---------- PROVIDED RECORDS ----------

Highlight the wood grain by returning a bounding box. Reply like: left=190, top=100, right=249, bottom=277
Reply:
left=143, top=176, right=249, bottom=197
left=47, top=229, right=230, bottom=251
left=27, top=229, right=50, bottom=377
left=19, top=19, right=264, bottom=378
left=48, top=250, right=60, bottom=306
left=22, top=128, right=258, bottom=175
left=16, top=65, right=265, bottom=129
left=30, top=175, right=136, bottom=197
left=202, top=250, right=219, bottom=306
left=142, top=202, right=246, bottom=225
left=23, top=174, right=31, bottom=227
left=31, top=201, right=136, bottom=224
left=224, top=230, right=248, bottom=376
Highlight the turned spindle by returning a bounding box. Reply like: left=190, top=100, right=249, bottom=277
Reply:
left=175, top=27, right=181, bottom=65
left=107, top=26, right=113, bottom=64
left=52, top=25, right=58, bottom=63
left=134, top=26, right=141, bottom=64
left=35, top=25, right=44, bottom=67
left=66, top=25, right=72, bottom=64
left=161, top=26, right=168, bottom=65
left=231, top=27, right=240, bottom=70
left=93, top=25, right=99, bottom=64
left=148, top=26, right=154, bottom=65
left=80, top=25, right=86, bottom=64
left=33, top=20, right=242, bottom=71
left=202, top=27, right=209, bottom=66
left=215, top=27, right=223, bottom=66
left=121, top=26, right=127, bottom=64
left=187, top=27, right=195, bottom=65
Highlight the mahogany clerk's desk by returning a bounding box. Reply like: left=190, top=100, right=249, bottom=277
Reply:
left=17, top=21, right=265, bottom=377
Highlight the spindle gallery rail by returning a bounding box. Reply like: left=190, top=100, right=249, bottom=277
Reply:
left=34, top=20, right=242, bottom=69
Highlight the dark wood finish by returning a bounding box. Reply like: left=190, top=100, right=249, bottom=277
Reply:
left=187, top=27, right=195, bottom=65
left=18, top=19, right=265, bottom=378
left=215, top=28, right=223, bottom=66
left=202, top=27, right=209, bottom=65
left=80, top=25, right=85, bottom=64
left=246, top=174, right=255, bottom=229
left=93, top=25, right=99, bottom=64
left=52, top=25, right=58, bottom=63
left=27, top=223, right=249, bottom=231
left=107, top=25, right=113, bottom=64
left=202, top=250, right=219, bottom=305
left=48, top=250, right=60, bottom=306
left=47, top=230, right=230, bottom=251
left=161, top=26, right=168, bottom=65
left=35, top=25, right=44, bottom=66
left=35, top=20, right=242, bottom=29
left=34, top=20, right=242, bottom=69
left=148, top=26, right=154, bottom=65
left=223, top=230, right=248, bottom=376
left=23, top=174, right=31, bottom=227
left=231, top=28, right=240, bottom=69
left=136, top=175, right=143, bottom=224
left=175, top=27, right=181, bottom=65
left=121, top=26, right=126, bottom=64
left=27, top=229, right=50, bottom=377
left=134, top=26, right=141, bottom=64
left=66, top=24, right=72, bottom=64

----------

EXERCISE PROMPT:
Where a line of the material above holds the string "wood", copy that line.

EXPECTED ANSWER:
Highlight the wood grain by returning a bounding box. Reply like: left=190, top=100, right=249, bottom=277
Highlight the dark wood finish by returning a bounding box. Reply like: left=190, top=100, right=249, bottom=277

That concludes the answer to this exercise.